**SOURCE DOCUMENT**
◇ ◇ ◇ ◇ ◇ ◇ ◇

I think most people at some point let the red mist cloud their better judgement, but i hope i never do what this chap did.


----------



## ferrari-racing (Feb 6, 2005)

Have you checked with the police to see what they've done ?

You don't need independent witnesses, besides which - there were 2 folks in your car, one in his ?

Law refers to a theoretical person being present at the scene and forming their opinion as to what they would have observed etc etc


----------



## scoTTy (May 6, 2002)

I always try to hold back with these type of things.

I was once told a saying that's stayed with me :

There's no point being right if you're DEAD right. :?


----------



## Love_iTT (Aug 18, 2002)

ferrari-racing said:


> Have you checked with the police to see what they've done ?
> 
> You don't need independent witnesses, besides which - there were 2 folks in your car, one in his ?
> 
> Law refers to a theoretical person being present at the scene and forming their opinion as to what they would have observed etc etc


No, I haven't checked and TBO, it's over and done with now. I'll just take on board whats been seen said in this thread - a lot of it does make sense in the cold light of day. I didn't appreciate at the time what Stephen was saying but I can see his point now.

◇ ◇ ◇ ◇ ◇ ◇ ◇

**TASK INSTRUCTIONS**
**a.** Extract the part of the forum thread starting at "I always try" and ending at "DEAD right. :?".
**b.** List the usernames that appear in the post headers of the forum thread.
**c.** Carry on the forum thread from where it stops.
The data isn't needed for any of this.

**MATERIAL**
◇ ◇ ◇ ◇ ◇ ◇ ◇

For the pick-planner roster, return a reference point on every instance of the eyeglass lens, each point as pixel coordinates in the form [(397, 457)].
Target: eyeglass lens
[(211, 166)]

◇ ◇ ◇ ◇ ◇ ◇ ◇

**ANSWERS PROVIDED**
**a.**
I always try to hold back with these type of things.

I was once told a saying that's stayed with me :

There's no point being right if you're DEAD right. :?

**b.**
ferrari-racing
scoTTy
Love_iTT

**c.**
At the risk of hijacking my own thread I've got more imortant things to worry about at the moment, I'm off work at the moment with this:

http://www.********.co.uk/gallery/loveitt/knee.jpg

They are chemical burns from a sand and cement mix after laying a patio, I didn't even know what what happening until I finished for the day and went to change, there was no pain or any signs that this was going on until I took my jeans off - it bloody hurts!!

I suppose I'm going to get another bollocking from someone because I should have known about the effects of a sand and cement mix going through jeans and burning my friggin skin off.

Aint hindsight great :wink:

Graham


----------



## dee (Jun 3, 2005)

he only copied what I said.... :roll:

:wink:


----------



## stephengreen (May 6, 2002)

Love_iTT said:


> ferrari-racing said:
> 
> 
> > Have you checked with the police to see what they've done ?
> ...


Truth is Graham, they weren't a pretty sight beforehand by the looks of it, so no harm done eh.


----------



## dee (Jun 3, 2005)

Love_iTT said:


> At the risk of hijacking my own thread I've got more imortant things to worry about at the moment, I'm off work at the moment with this:
> 
> http://www.********.co.uk/gallery/loveitt/knee.jpg
> 
> ...


blimey..... its completely gone  or is that due to your age?

:wink:


----------



## Dotti (Mar 9, 2003)

God those knees look very painful Love_iTT  . Get some surgical spirit dabbed on them with some soft cotton wool and gently rub in some germolene and let fresh air dry them up I say.

Hope you get better soon.


----------



## Love_iTT (Aug 18, 2002)

^Abi^ said:


> God those knees look very painful Love_iTT  . Get some surgical spirit dabbed on them with some soft cotton wool and gently rub in some germolene and let fresh air dry them up I say.
> 
> Hope you get better soon.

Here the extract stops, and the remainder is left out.